| Task directions |
Render the lines below, from the line with "trace heron's dark crown, every instance" to the line with "457 265 L 479", as a numbered list, leaving out any blank lines.

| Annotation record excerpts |
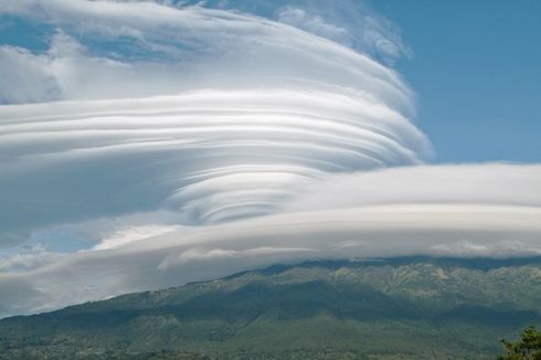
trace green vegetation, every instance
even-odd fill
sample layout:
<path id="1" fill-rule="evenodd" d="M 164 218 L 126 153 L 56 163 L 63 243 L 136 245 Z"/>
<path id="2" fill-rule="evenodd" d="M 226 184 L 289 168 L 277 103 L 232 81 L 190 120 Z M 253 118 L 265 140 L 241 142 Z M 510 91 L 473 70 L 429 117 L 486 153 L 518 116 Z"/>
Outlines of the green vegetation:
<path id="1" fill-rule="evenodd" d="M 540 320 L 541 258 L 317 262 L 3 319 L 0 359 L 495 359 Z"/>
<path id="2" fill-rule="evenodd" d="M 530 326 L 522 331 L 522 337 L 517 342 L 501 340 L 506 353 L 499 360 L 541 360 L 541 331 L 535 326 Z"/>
* * *
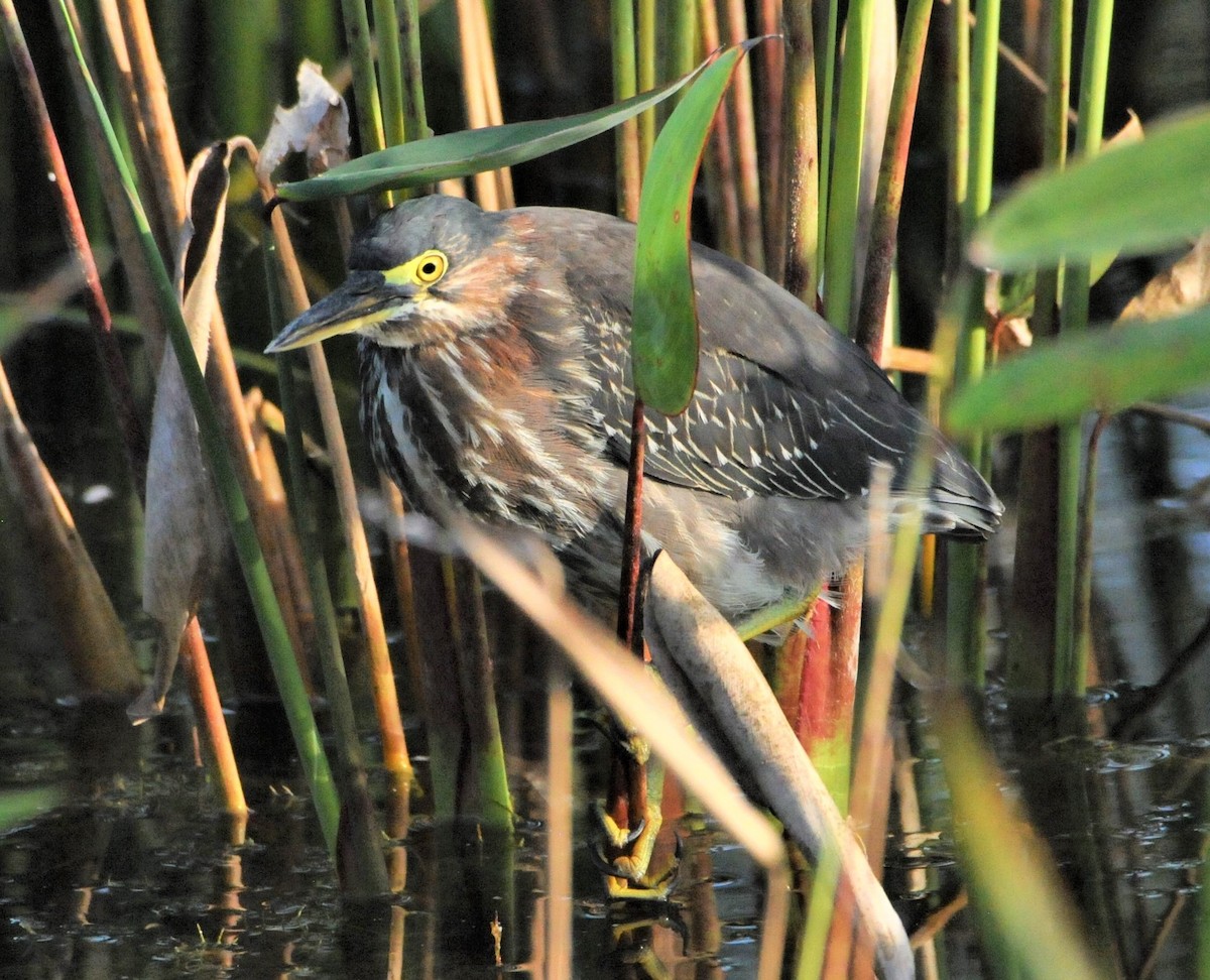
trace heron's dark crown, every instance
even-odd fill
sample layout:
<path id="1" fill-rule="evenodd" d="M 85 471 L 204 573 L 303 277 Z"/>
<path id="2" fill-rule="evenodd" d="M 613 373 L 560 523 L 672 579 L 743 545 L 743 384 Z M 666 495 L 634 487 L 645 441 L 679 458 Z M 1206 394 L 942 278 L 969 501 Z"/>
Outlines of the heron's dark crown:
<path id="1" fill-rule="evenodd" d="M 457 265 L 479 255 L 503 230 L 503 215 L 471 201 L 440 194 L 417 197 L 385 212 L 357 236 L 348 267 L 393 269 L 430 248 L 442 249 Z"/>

| Completed exercise |
1. trace heron's dark crown, every instance
2. even-odd fill
3. sample layout:
4. <path id="1" fill-rule="evenodd" d="M 85 471 L 204 573 L 303 277 Z"/>
5. <path id="2" fill-rule="evenodd" d="M 613 373 L 560 523 L 672 579 L 743 545 L 743 384 Z M 666 495 L 634 487 L 645 441 L 679 458 Z M 1206 394 L 942 278 L 969 501 Z"/>
6. Outlines of the heron's dark crown:
7. <path id="1" fill-rule="evenodd" d="M 457 265 L 479 255 L 503 230 L 503 215 L 471 201 L 440 194 L 417 197 L 385 212 L 357 236 L 348 267 L 393 269 L 430 248 L 442 249 Z"/>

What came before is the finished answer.